--- Start of Text to read ---

Wednesday, July 18, 2018

What "God's Calling" Means For a Naive Kid

2 disciples leaving their fish and nets to follow Jesus. Image source.
All right, I'm an adult, I've been working full-time for a few years now, changed jobs a few times, responsible to pay my own rent and bills and stuff, and I suddenly remembered something.

Remember back when I was in college and I came to China on a mission trip? When I was 100% devoted to Jesus, and a bunch of the other students on the trip were talking about how they were planning to be missionaries in the future. Like, long-term, called-by-God, all that. I had never considered that before- I planned to just live my normal white American life- but I believed God was in charge and it wasn't my decision. If God said I should move to some strange country and be a missionary, then that was that.

I was worried, actually. I was worried that God would "call" me to drop out of college and become a missionary immediately.

Fortunately, God didn't, and I stayed in school a while longer and got my BS and MS degrees. Then came to China.

Now all these years later, I think about that again, and I'm like HOLY CRAP, HOLY CRAP do you know how bad that would have been? If I didn't have a college degree? Do you know how much harder everything would be? For the rest of my life...

All the full-time jobs I've had- no chance I could have gotten them without a college degree. All that job interviews I've ever gone to- nope, they wouldn't have given me the chance with no degree. I know that now, I'm an adult, I know how the real world of jobs works. I didn't know ANYTHING back when I was in college. Only a life of academic success, always being the top of my class, accepted to all the colleges I applied to (except MIT). Authority figures always gave me opportunities, gave me a chance to prove myself, and always were impressed at my intelligence. I didn't know how hard it would be for me to even find a entry-level job. I didn't know about the paradox where you can't get a job because you don't have work experience, but you can't get work experience because nobody will give you a job. You guys, it was hard for me even with an MS degree. Turns out job interviews aren't about whether or not people are impressed with my raw talent in math. They're about a company trying to find a person to fill a certain role. If the company is looking for someone with a certain amount of experience I don't have, yeah maybe it's not "fair" to me but so what? That's not something the company concerns itself with.

I did it, somehow I did it. I'm working full-time as an engineer in China. (Been doing this for a couple years now and it's going great.) That was my goal. But wow, can you imagine? Can you imagine if "God" had "called" me to drop out of college? 

I was so naive back then. I knew nothing about how the real world works.

Sure, I knew that it would be "harder" to get a job if I had no degree, but that was just a vague word- "harder." I've done a lot of hard things in my life; I like challenges. I didn't get that it wouldn't be that kind of "harder"; it would be "harder" as in, I'm completely ineligible for the interesting engineering jobs I want, I'm stuck in some low-paying thing that requires way more people skills than I have. For my whole life. And maybe I could go back to school someday, but it wouldn't be like going to school as an 18-year-old, it would be with all the responsibilities of living an adult life, on top of the classes and homework.

--- End of Text to read ---

Exercise tasks
- a) In the blog post, what work does the writer now do full-time in China?
- b) Write out the blog post from "I was worried, actually." to "came to China.", swapping "missionary" for "pastor".

--- Start of Extracted material ---

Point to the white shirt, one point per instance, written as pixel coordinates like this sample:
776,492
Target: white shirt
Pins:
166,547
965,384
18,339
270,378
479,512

--- End of Extracted material ---

Answer list
- a) The writer works full-time as an engineer in China.

- b)
I was worried, actually. I was worried that God would "call" me to drop out of college and become a pastor immediately.

Fortunately, God didn't, and I stayed in school a while longer and got my BS and MS degrees. Then came to China.